§ **OBJECTIVES**:
(1) According to the church description, in what year was the west tower added?
(2) Return the lines of the records verbatim, starting at the line that contains "Would you mind marking the campaign" and ending with the last line of the records.

§ **EXCERPTED PASSAGE**:
====================

St John the Evangelist's Church lies to the southeast of the village of Chelford, Cheshire, England.  The church is recorded in the National Heritage List for England as a designated Grade II* listed building.  It is an active Anglican parish church in the diocese of Chester, the archdeaconry of Macclesfield and the deanery of Knutsford.  Its benefice is combined with that of St Peter, Lower Withington.

History

The original church on the site was probably a medieval timber-framed chapel.  This was replaced in 1774–76 with a church that was little more than a "plain brick box with slightly pointed windows".  The west tower was added in 1840, and the chancel was extended in 1902.

Architecture

Exterior
The church is constructed in brick with stone dressings and has a slate roof.  Its plan consists of a four-bay nave with a west gallery, a two-bay chancel and a west tower with a recessed spire.  The tower is in three stages with diagonal buttresses and an embattled parapet.  The spire is octagonal, covered with diamond-shaped slates and crowned by a weather vane.  The west front of the tower has an arched doorway and a clock face.

====================

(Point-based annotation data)

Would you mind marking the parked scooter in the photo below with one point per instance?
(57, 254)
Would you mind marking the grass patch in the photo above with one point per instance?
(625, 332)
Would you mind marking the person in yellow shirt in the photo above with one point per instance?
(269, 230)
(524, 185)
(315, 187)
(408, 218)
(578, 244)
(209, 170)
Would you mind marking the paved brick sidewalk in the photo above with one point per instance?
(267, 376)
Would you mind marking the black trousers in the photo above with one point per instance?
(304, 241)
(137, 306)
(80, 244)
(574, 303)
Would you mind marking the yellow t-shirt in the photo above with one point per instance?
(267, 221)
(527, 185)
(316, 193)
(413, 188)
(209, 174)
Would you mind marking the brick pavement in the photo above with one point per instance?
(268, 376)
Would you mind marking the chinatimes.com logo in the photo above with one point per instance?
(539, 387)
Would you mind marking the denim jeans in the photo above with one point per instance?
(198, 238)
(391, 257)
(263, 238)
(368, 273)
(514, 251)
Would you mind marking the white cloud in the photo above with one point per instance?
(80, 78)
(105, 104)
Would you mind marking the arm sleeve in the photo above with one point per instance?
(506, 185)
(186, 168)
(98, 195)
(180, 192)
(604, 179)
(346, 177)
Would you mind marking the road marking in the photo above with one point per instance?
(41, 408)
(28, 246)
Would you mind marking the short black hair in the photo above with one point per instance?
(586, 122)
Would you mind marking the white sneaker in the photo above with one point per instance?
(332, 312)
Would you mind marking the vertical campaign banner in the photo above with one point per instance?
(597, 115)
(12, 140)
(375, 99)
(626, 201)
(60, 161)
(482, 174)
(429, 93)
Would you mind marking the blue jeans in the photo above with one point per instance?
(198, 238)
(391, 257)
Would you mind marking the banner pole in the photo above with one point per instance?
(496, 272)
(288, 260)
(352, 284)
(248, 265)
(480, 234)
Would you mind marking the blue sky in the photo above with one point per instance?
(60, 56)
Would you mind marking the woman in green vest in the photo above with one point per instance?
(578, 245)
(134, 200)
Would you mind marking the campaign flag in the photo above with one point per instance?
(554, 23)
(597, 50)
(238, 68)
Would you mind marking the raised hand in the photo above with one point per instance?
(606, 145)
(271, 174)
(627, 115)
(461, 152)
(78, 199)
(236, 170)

====================

§ **RESPONSES IN ORDER**:
(1) 1840

(2)
Would you mind marking the campaign flag in the photo above with one point per instance?
(554, 23)
(597, 50)
(238, 68)
Would you mind marking the raised hand in the photo above with one point per instance?
(606, 145)
(271, 174)
(627, 115)
(461, 152)
(78, 199)
(236, 170)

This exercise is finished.